> [EXERCISE PROMPT]: Can you reproduce word for word the lines in the items below, starting at the line that contains "Pick out each instance of the palm" and stopping after the line that contains "x=348 y=201"?

> [INPUT ROWS]:

__________

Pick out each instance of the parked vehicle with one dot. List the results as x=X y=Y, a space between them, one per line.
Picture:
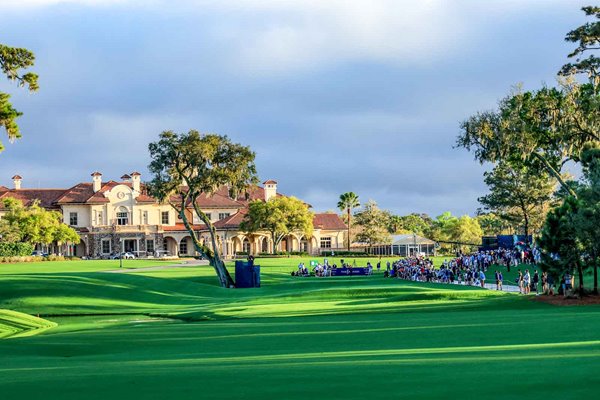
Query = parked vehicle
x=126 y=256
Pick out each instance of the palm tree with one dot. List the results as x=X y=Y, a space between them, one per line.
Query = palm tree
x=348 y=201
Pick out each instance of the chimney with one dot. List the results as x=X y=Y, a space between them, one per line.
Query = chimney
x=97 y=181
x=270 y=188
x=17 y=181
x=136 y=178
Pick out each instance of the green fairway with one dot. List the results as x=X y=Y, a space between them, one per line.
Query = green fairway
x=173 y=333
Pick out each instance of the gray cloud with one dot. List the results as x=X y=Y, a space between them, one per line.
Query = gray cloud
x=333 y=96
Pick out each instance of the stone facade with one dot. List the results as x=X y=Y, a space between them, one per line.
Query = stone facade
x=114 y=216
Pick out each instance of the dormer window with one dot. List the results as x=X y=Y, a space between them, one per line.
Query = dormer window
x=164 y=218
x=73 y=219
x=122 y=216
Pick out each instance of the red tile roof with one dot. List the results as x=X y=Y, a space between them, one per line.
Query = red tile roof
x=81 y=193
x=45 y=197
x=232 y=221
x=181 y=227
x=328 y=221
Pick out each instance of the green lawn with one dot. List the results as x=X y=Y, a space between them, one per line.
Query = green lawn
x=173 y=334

__________

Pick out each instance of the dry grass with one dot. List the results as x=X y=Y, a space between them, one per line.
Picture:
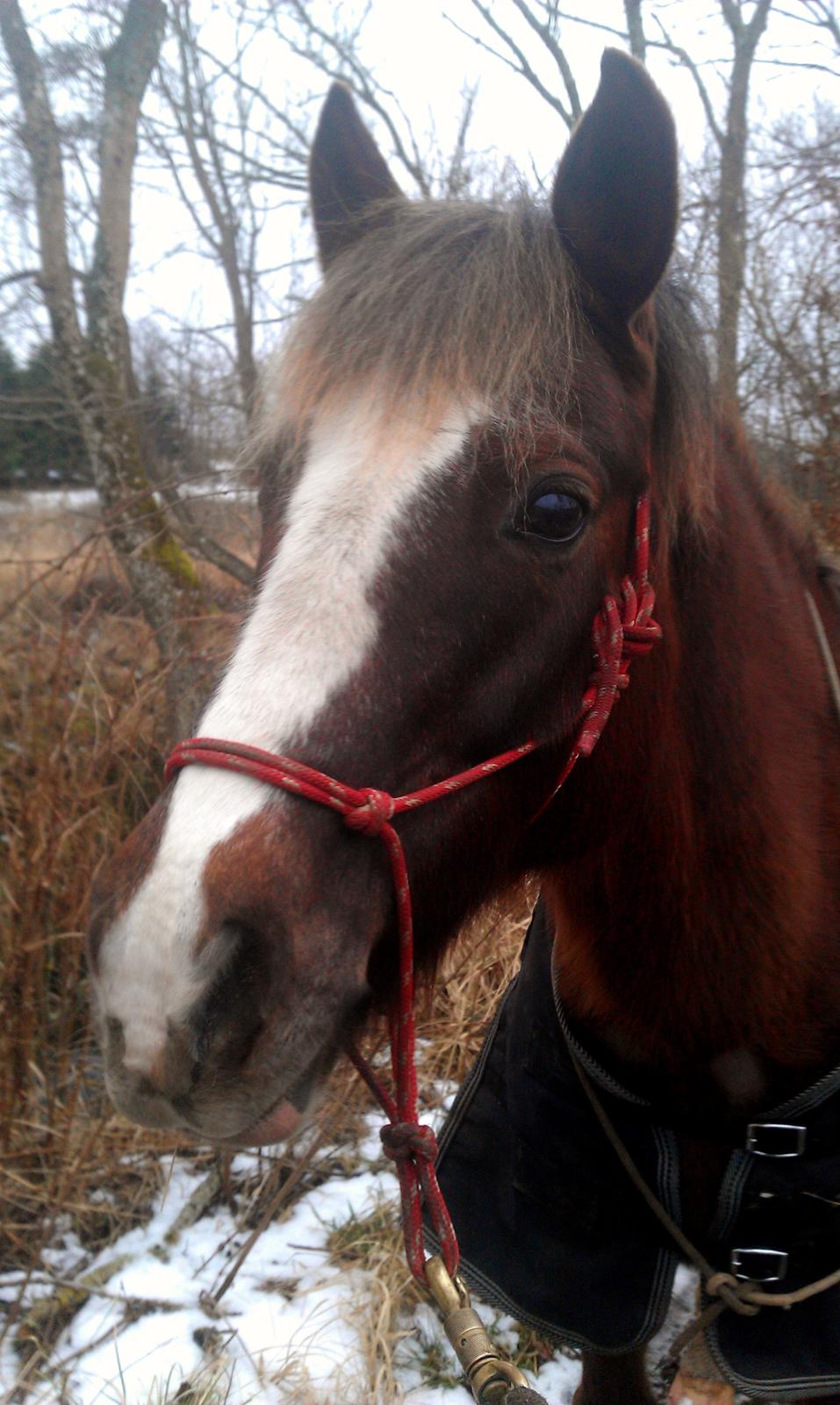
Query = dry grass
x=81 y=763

__________

> [RESPONSE]:
Pick out each instance of the palm tree with one dot. List the results as x=X y=Y, a space between them, one per line.
Query = palm tree
x=348 y=201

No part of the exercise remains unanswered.